Bounding box annotation entries:
════════════════════

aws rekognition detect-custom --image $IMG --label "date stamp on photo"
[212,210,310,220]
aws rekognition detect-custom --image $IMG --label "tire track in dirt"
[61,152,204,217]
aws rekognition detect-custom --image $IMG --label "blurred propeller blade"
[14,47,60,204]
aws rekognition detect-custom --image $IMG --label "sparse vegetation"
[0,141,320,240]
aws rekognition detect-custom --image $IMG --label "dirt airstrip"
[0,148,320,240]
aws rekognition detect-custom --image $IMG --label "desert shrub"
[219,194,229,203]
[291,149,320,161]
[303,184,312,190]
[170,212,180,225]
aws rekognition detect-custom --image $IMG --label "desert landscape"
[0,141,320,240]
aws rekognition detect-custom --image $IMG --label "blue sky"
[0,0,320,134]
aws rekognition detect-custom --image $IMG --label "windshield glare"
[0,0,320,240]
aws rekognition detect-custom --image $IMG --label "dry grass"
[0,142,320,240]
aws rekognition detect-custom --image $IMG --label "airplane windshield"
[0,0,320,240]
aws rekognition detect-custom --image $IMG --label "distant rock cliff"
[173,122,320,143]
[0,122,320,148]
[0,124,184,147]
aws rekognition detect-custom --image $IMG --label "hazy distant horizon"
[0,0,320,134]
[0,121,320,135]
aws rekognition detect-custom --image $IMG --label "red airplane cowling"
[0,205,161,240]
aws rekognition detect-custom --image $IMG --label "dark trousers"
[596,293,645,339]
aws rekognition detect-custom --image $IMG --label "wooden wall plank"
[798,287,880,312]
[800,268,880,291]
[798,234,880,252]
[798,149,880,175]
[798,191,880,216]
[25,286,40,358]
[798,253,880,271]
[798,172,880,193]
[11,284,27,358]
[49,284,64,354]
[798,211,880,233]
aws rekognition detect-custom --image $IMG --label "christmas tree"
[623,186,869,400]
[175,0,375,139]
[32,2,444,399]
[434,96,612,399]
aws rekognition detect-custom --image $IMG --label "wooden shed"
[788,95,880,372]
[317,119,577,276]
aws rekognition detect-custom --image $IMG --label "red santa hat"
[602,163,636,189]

════════════════════

### Directions for this task
Please count how many lines in the data above contain the string "airplane", treating uppercase and lowercase as different. Reply with only the number.

### Completed exercise
2